**What is needed**: Transcribe the part of the numerical stability text below that falls between "The Concept" and "a mantissa (significand).", inclusive.

**Reading passage**:
Numerical Stability
> Floating point is a leaky abstraction. It will bite you during training, and you will not see it coming.
Type: Build
Language: Python
Prerequisites: Phase 1, Lessons 01-04
Time: ~120 minutes
Learning Objectives
- Implement numerically stable softmax and log-sum-exp using the max-subtraction trick
- Identify overflow, underflow, and catastrophic cancellation in floating-point computations
- Verify analytical gradients against numerical gradients using centered finite differences
- Explain why bfloat16 is preferred over float16 for training and how loss scaling prevents gradient underflow
The Problem
Your model trains for three hours, then the loss becomes NaN. You add a print statement. The logits are fine at step 9,000. At step 9,001 they are inf. By step 9,002 every gradient is nan and training is dead.
Or: your model trains to completion but accuracy is 2% worse than the paper claims. You check everything. Architecture matches. Hyperparameters match. Data matches. The problem is that the paper used float32 and you used float16 without the right scaling. Thirty-two bits of accumulated rounding error quietly ate your accuracy.
Or: you implement cross-entropy loss from scratch. It works on small logits. When logits exceed 100, it returns inf. The softmax overflowed because exp(100) is larger than float32 can represent. Every ML framework handles this with a two-line trick. You did not know the trick existed.
Numerical stability is not a theoretical concern. It is the difference between a training run that succeeds and one that silently fails. Every serious ML bug you will debug eventually comes down to floating point.
The Concept
IEEE 754: How Computers Store Real Numbers
Computers store real numbers as floating point values following the IEEE 754 standard. A float has three parts: a sign bit, an exponent, and a mantissa (significand).
Float32 layout (32 bits total):
[1 sign] [8 exponent] [23 mantissa]
Value = (-1)^sign * 2^(exponent - 127) * 1.mantissa
The mantissa determines precision (how many significant digits). The exponent determines range (how large or small a number can be).
Format Bits Exponent Mantissa Decimal digits Range (approx)
float64 64 11 52 ~15-16 +/- 1.8e308
float32 32 8 23 ~7-8 +/- 3.4e38
float16 16 5 10 ~3-4 +/- 65,504
bfloat16 16 8 7 ~2-3 +/- 3.4e38
float32 gives you about 7 decimal digits of precision. That means it can tell apart 1.0000001 and 1.0000002, but not 1.00000001 and 1.00000002. After 7 digits, everything is rounding noise.
float16 gives you about 3 digits. The largest number it can represent is 65,504. That is disturbingly small for ML where logits, gradients, and activations routinely exceed this.

**Dataset records**:

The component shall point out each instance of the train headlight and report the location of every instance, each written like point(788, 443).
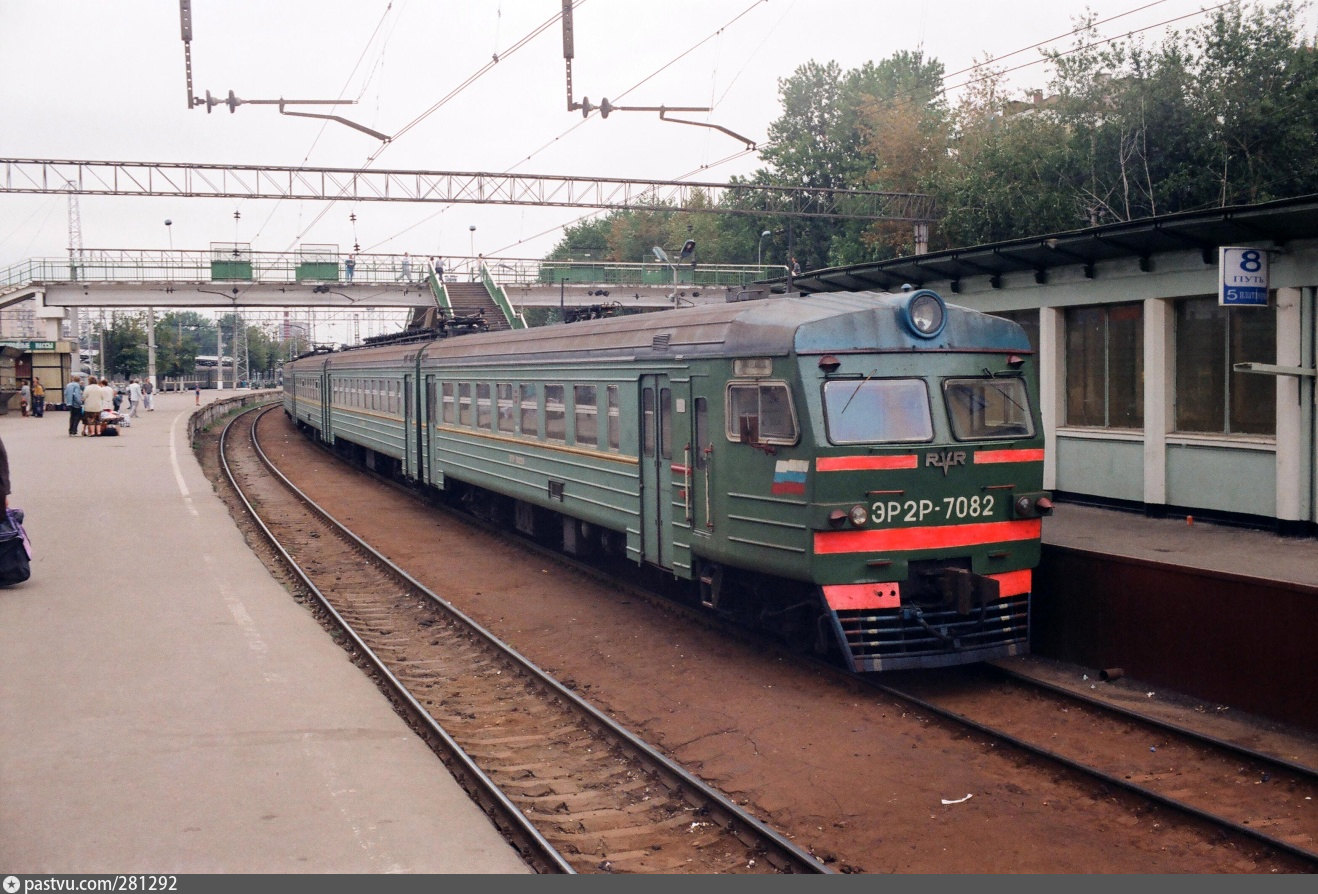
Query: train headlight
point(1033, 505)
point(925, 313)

---

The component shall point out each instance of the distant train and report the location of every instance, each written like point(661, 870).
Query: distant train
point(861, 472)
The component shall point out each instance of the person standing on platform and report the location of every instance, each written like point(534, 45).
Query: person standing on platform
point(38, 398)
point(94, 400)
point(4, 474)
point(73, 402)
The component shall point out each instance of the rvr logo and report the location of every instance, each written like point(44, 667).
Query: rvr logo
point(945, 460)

...

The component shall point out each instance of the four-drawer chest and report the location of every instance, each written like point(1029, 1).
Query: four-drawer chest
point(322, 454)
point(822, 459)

**Answer to the task**:
The Concept
IEEE 754: How Computers Store Real Numbers
Computers store real numbers as floating point values following the IEEE 754 standard. A float has three parts: a sign bit, an exponent, and a mantissa (significand).